DATA FOR THE TASK ->
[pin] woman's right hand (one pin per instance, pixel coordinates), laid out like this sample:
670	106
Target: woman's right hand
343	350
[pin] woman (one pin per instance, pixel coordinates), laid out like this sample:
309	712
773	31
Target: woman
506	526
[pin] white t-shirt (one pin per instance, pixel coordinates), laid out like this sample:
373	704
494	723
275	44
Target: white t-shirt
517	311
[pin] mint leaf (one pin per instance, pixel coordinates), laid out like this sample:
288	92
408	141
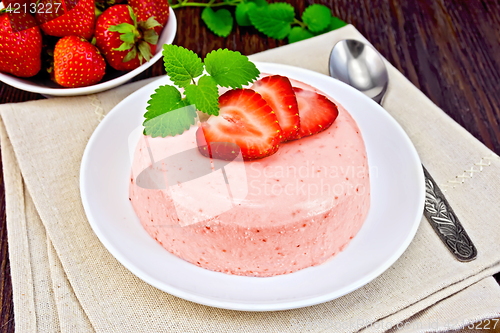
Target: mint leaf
204	95
230	69
317	17
259	3
335	23
220	22
171	123
241	13
298	34
168	114
182	65
273	20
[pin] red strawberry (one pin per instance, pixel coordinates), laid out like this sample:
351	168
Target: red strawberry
278	93
77	63
245	119
144	9
316	112
67	18
20	52
124	42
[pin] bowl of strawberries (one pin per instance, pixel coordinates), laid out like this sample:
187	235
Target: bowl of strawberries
80	47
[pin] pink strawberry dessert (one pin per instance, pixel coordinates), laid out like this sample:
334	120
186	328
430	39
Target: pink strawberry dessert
297	204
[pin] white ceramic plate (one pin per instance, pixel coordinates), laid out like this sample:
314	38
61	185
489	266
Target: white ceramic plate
397	203
114	78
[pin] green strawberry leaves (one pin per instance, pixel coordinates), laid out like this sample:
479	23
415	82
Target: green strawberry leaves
135	37
169	113
220	22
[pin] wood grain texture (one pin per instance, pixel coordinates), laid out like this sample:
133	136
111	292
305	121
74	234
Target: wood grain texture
450	49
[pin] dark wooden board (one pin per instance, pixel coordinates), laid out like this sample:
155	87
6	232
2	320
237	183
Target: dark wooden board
450	49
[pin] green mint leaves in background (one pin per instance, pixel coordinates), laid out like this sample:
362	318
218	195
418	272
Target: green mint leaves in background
275	20
169	113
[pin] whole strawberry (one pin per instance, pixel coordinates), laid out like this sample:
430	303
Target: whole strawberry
77	63
20	50
77	18
144	9
125	43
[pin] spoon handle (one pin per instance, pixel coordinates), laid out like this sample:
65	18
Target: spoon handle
445	223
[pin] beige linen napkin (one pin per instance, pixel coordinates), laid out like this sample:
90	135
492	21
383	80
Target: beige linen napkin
65	280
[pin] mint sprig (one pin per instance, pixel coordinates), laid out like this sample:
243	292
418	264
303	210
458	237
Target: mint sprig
275	20
171	112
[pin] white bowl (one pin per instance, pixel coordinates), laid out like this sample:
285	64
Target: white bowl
116	78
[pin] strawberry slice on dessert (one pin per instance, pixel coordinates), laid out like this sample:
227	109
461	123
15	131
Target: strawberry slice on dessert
277	91
316	112
245	119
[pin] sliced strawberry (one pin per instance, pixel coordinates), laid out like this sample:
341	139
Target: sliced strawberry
316	112
245	119
278	93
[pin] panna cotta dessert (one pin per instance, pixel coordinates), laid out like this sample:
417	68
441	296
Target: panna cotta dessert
277	182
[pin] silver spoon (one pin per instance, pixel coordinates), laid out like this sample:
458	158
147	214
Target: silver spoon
360	66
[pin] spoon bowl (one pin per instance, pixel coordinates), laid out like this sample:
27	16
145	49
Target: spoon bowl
360	66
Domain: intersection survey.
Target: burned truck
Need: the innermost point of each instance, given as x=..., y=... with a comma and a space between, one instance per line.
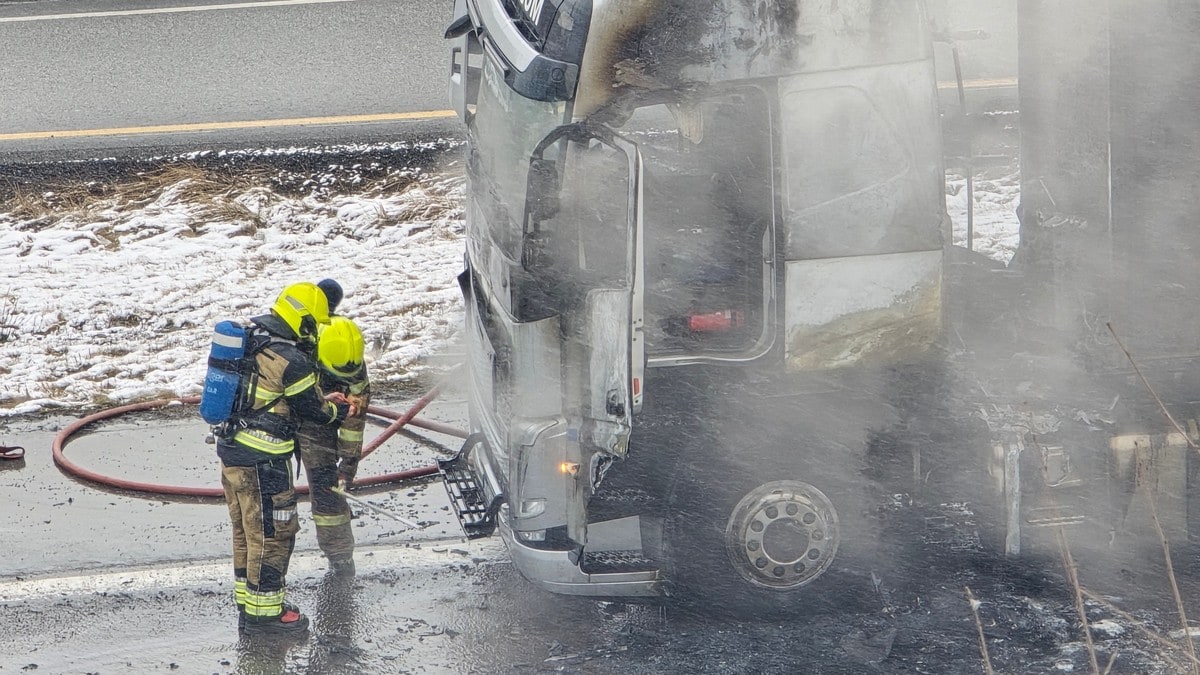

WHAT IS REQUIRED ->
Everything in the entries above should be transcribed exactly, apart from the pictures.

TASK ANSWER ->
[pin] woman's right hand (one pin per instance, pixel coordinates), laid out like this sample:
670	106
Target: woman's right hand
343	350
[pin] woman (one pin per instance, pixel coordinates), laid out like this sample:
309	712
773	31
Target: woman
506	526
[pin] white t-shirt (one pin per instance, pixel coordinates), laid out like this sample:
373	704
494	723
275	44
Target: white t-shirt
517	311
[pin] mint leaf (one pin per instance, pixel coordinates), laid out like this sample:
288	92
408	141
Target: mint leaf
204	95
230	69
317	17
259	3
335	23
220	22
171	123
241	13
298	34
168	114
182	65
273	20
[pin] red strawberry (one pin per instance, pixel coordinates), laid out like this sample:
351	168
Target: red strawberry
278	93
77	63
245	119
144	9
316	112
67	18
20	52
124	42
[pin] bowl of strawberries (one pin per instance, pixel coordinates), laid out like this sample:
187	235
Target: bowl of strawberries
80	47
[pin] pink strawberry dessert (one pin per instance, pixel coordinates), laid out like this sample:
334	120
186	328
430	39
Target: pink strawberry dessert
297	204
[pin] white ceramic plate (one pin per instance, pixel coordinates), laid out like this sample:
314	38
61	185
489	266
Target: white ceramic plate
397	203
114	78
[pin] green strawberry leaves (one pin per instance, pixel coordinates), laid out like this sample:
479	23
415	82
Target: green strawberry leaves
135	37
169	113
220	22
[pin] wood grain texture (one pin per instance, pixel coordinates), laid out like this sample:
133	136
111	292
305	121
74	234
Target: wood grain texture
450	49
[pin] dark wooden board (one pin per instance, pixel coordinates), laid out like this sample:
155	87
6	232
2	320
237	183
Target: dark wooden board
450	49
[pin] green mint leaves in background (one pin per instance, pixel coordinates), laid out like this sample:
362	318
218	195
418	272
Target: green mint leaves in background
275	20
169	113
[pin] whole strawberry (one pin per instance, pixel coordinates), laid out like this sample:
430	303
Target: whole strawberry
77	63
20	50
77	18
144	9
125	43
[pin] spoon handle (one pin per instance, pixel coordinates), laid out like this sample:
65	18
Target: spoon handle
445	223
[pin] beige linen napkin (one pin per instance, pixel coordinates), laid out like this sample:
90	135
492	21
383	80
Target: beige linen napkin
65	280
[pin] mint sprig (one pin per instance, pixel coordinates), laid out like this sample:
243	292
418	264
303	210
458	237
Target: mint sprig
275	20
171	112
[pin] white bowl (one pin per instance, pixel coordinates), laid out like this sample:
285	64
Target: white bowl
116	78
[pin] strawberry slice on dessert (one pin per instance, pixel coordinates), laid out like this sample:
227	109
461	123
15	131
Target: strawberry slice on dessert
277	91
316	112
245	119
[pin] sliced strawberry (one pin per instance, pixel coordinates), laid out like this sample:
341	139
Target: sliced strawberry
316	112
245	119
278	93
[pin] panna cotta dessert (one pin per instance, pixel coordinates), laid out like this sample:
417	68
441	296
Target: panna cotta dessert
277	182
[pin] silver spoon (one pin per instance, pixel coordinates), laid out like this sample:
458	158
147	214
Target: silver spoon
360	66
[pin] spoon bowl (one pin per instance, pixel coordinates), laid out like this sample:
27	16
145	49
Target: spoon bowl
360	66
Domain: intersection survey.
Target: burned truck
Need: the innermost point of each instance, given as x=..., y=... with a comma and a space between, one instance per line.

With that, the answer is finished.